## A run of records
>>>>>

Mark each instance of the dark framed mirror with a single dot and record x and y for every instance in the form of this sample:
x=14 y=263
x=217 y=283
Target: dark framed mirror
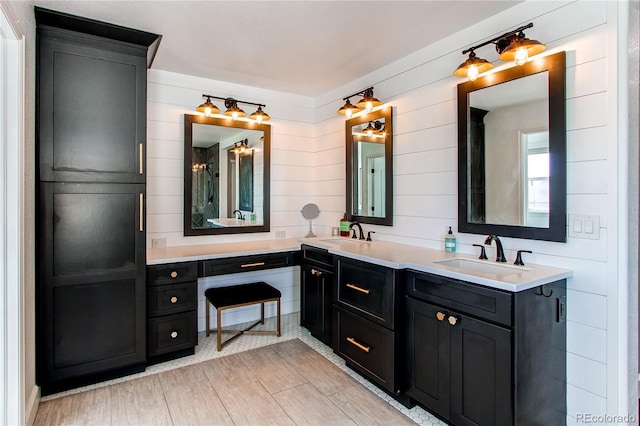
x=369 y=159
x=512 y=152
x=226 y=176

<<<<<

## Task brief
Transcribe the full listing above exactly, with the images removed.

## Response for this exercise
Mark each instance of the dark framed mirror with a single dot and record x and y for every instance in the form of this sample:
x=14 y=263
x=217 y=283
Target: dark framed mirror
x=369 y=159
x=512 y=152
x=226 y=176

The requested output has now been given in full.